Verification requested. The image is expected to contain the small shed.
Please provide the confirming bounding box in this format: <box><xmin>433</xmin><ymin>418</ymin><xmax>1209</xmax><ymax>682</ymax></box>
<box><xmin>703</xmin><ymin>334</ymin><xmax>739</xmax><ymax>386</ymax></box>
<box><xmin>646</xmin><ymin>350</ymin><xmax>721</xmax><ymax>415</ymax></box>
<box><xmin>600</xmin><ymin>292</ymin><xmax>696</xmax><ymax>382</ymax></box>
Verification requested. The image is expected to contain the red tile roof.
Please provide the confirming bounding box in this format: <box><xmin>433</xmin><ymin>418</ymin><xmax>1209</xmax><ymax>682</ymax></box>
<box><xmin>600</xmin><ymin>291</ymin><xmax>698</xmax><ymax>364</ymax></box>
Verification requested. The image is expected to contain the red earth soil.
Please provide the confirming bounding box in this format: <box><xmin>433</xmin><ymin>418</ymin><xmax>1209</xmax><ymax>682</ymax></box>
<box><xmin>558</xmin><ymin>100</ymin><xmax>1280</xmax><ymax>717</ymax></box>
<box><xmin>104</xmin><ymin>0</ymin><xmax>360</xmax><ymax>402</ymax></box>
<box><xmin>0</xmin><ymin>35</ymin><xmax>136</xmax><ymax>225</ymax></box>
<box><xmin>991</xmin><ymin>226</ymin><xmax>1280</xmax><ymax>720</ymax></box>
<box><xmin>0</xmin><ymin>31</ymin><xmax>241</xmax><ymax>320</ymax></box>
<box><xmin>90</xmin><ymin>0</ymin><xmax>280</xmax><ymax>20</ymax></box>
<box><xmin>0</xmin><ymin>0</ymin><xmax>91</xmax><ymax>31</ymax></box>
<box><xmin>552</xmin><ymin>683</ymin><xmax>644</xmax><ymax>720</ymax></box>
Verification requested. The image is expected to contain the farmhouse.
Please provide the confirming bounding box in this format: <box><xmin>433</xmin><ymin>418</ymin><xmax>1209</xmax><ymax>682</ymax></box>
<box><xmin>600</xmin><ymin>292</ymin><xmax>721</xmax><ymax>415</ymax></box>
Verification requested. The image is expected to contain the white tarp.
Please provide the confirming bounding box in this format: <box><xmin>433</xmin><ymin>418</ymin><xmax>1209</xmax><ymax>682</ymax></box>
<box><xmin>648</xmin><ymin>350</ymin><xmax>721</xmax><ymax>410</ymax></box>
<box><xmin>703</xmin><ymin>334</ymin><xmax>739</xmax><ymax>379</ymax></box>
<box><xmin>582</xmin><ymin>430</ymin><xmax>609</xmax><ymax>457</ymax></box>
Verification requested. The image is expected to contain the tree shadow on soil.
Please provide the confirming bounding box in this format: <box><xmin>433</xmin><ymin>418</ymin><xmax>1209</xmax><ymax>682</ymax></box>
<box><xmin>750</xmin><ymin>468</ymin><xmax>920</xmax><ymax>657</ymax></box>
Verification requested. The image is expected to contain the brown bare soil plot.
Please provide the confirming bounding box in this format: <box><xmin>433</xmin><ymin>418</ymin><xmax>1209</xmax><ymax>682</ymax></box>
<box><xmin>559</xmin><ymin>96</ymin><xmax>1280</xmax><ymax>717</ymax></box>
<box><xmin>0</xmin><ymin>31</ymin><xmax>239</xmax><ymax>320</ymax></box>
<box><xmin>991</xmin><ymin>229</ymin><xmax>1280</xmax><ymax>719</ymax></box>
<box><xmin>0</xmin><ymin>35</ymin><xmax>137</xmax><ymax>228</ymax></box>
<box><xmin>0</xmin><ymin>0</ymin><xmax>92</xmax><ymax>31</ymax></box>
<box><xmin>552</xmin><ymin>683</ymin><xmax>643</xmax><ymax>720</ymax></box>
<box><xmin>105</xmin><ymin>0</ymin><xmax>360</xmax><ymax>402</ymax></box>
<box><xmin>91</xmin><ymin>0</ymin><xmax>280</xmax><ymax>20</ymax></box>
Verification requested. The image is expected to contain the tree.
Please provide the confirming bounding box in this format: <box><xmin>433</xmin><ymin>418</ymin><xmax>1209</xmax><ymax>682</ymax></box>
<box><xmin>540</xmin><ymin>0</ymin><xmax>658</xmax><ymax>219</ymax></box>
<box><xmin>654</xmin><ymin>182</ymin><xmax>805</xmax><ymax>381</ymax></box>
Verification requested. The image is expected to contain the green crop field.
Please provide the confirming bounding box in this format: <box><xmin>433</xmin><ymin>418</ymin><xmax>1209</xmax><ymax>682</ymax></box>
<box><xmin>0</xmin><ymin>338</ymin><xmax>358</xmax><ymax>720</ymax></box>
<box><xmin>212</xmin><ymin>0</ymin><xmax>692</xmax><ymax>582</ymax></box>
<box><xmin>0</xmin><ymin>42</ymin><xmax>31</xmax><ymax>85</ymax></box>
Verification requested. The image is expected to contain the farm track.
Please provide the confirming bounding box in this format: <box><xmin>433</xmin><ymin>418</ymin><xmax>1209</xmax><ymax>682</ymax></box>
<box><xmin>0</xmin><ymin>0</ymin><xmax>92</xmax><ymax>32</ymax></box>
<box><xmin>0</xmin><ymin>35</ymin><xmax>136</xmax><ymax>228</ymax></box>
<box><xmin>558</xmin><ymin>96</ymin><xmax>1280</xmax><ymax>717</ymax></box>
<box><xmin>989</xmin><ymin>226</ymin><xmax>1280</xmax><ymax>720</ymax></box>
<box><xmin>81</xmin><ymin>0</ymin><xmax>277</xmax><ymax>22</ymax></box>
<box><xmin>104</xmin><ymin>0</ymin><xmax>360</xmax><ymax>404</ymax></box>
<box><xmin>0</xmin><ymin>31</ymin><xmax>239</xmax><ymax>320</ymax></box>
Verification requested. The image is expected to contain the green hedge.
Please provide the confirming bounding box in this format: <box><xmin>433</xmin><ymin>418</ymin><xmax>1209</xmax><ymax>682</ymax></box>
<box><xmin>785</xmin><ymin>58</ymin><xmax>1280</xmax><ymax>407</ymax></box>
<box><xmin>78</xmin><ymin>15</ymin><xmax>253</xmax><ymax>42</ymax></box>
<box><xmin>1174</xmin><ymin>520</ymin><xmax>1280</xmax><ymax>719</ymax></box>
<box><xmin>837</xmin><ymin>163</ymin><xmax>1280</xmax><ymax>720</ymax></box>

» TASK BRIEF: Copy out all the entries shown above, character for character.

» FINISHED TASK:
Verification requested. The image is expected to contain the small shed.
Please provide the confirming bounding box in this format: <box><xmin>433</xmin><ymin>418</ymin><xmax>1209</xmax><ymax>682</ymax></box>
<box><xmin>703</xmin><ymin>334</ymin><xmax>739</xmax><ymax>386</ymax></box>
<box><xmin>646</xmin><ymin>350</ymin><xmax>721</xmax><ymax>415</ymax></box>
<box><xmin>600</xmin><ymin>292</ymin><xmax>696</xmax><ymax>382</ymax></box>
Verification requested. The image is expected to contain the red tile roof.
Please provide the confirming bounding box in this format: <box><xmin>433</xmin><ymin>418</ymin><xmax>1209</xmax><ymax>682</ymax></box>
<box><xmin>600</xmin><ymin>291</ymin><xmax>698</xmax><ymax>364</ymax></box>
Verification requested. The image is expected to contain the red earth soil.
Please provide the confirming bounding box in this format: <box><xmin>433</xmin><ymin>418</ymin><xmax>1209</xmax><ymax>682</ymax></box>
<box><xmin>558</xmin><ymin>100</ymin><xmax>1280</xmax><ymax>717</ymax></box>
<box><xmin>104</xmin><ymin>0</ymin><xmax>360</xmax><ymax>402</ymax></box>
<box><xmin>0</xmin><ymin>35</ymin><xmax>136</xmax><ymax>225</ymax></box>
<box><xmin>991</xmin><ymin>226</ymin><xmax>1280</xmax><ymax>720</ymax></box>
<box><xmin>0</xmin><ymin>31</ymin><xmax>241</xmax><ymax>320</ymax></box>
<box><xmin>90</xmin><ymin>0</ymin><xmax>280</xmax><ymax>20</ymax></box>
<box><xmin>0</xmin><ymin>0</ymin><xmax>91</xmax><ymax>31</ymax></box>
<box><xmin>552</xmin><ymin>683</ymin><xmax>644</xmax><ymax>720</ymax></box>
Verification requested. The image is expected to contain the farmhouse.
Please provide the confirming bounding box in this format: <box><xmin>433</xmin><ymin>418</ymin><xmax>1209</xmax><ymax>682</ymax></box>
<box><xmin>600</xmin><ymin>292</ymin><xmax>721</xmax><ymax>415</ymax></box>
Verification requested. The image is expected to contain the white tarp.
Please provide the confirming bounding box in this format: <box><xmin>433</xmin><ymin>418</ymin><xmax>1209</xmax><ymax>682</ymax></box>
<box><xmin>648</xmin><ymin>350</ymin><xmax>721</xmax><ymax>410</ymax></box>
<box><xmin>703</xmin><ymin>334</ymin><xmax>739</xmax><ymax>379</ymax></box>
<box><xmin>582</xmin><ymin>430</ymin><xmax>609</xmax><ymax>457</ymax></box>
Verification requested. The image is expected to contain the tree shadow on soil.
Please provide the confirming bounding box in this format: <box><xmin>433</xmin><ymin>418</ymin><xmax>1209</xmax><ymax>682</ymax></box>
<box><xmin>750</xmin><ymin>468</ymin><xmax>920</xmax><ymax>657</ymax></box>
Verification requested. The image is expected to contain the brown bare soil plot.
Please provide the confirming bounding box in this format: <box><xmin>433</xmin><ymin>418</ymin><xmax>1209</xmax><ymax>682</ymax></box>
<box><xmin>559</xmin><ymin>96</ymin><xmax>1280</xmax><ymax>717</ymax></box>
<box><xmin>0</xmin><ymin>31</ymin><xmax>239</xmax><ymax>320</ymax></box>
<box><xmin>991</xmin><ymin>229</ymin><xmax>1280</xmax><ymax>719</ymax></box>
<box><xmin>0</xmin><ymin>35</ymin><xmax>137</xmax><ymax>228</ymax></box>
<box><xmin>0</xmin><ymin>0</ymin><xmax>92</xmax><ymax>31</ymax></box>
<box><xmin>552</xmin><ymin>683</ymin><xmax>643</xmax><ymax>720</ymax></box>
<box><xmin>105</xmin><ymin>0</ymin><xmax>360</xmax><ymax>402</ymax></box>
<box><xmin>91</xmin><ymin>0</ymin><xmax>280</xmax><ymax>20</ymax></box>
Verification requested. The image is expected to contain the tree.
Please provide the confirming bounding box in this format: <box><xmin>433</xmin><ymin>418</ymin><xmax>1209</xmax><ymax>682</ymax></box>
<box><xmin>540</xmin><ymin>0</ymin><xmax>658</xmax><ymax>219</ymax></box>
<box><xmin>654</xmin><ymin>182</ymin><xmax>805</xmax><ymax>381</ymax></box>
Verification requested. The image is expected to contain the green crop field.
Please provide the confirming bounding box in this format: <box><xmin>433</xmin><ymin>418</ymin><xmax>1209</xmax><ymax>682</ymax></box>
<box><xmin>0</xmin><ymin>338</ymin><xmax>358</xmax><ymax>720</ymax></box>
<box><xmin>212</xmin><ymin>0</ymin><xmax>692</xmax><ymax>582</ymax></box>
<box><xmin>0</xmin><ymin>42</ymin><xmax>31</xmax><ymax>85</ymax></box>
Verification requested. The image is expected to contain the farm track.
Please provide the confirming bounding box in this format: <box><xmin>433</xmin><ymin>418</ymin><xmax>1209</xmax><ymax>682</ymax></box>
<box><xmin>0</xmin><ymin>0</ymin><xmax>92</xmax><ymax>32</ymax></box>
<box><xmin>0</xmin><ymin>35</ymin><xmax>136</xmax><ymax>228</ymax></box>
<box><xmin>558</xmin><ymin>96</ymin><xmax>1280</xmax><ymax>717</ymax></box>
<box><xmin>989</xmin><ymin>226</ymin><xmax>1280</xmax><ymax>720</ymax></box>
<box><xmin>81</xmin><ymin>0</ymin><xmax>277</xmax><ymax>22</ymax></box>
<box><xmin>104</xmin><ymin>0</ymin><xmax>360</xmax><ymax>404</ymax></box>
<box><xmin>0</xmin><ymin>31</ymin><xmax>239</xmax><ymax>320</ymax></box>
Verification requested. The image is expected to contain the green hedge.
Please provide the confirming bounding box in this format: <box><xmin>433</xmin><ymin>418</ymin><xmax>1209</xmax><ymax>682</ymax></box>
<box><xmin>785</xmin><ymin>58</ymin><xmax>1280</xmax><ymax>407</ymax></box>
<box><xmin>78</xmin><ymin>15</ymin><xmax>253</xmax><ymax>42</ymax></box>
<box><xmin>1174</xmin><ymin>520</ymin><xmax>1280</xmax><ymax>719</ymax></box>
<box><xmin>837</xmin><ymin>163</ymin><xmax>1280</xmax><ymax>720</ymax></box>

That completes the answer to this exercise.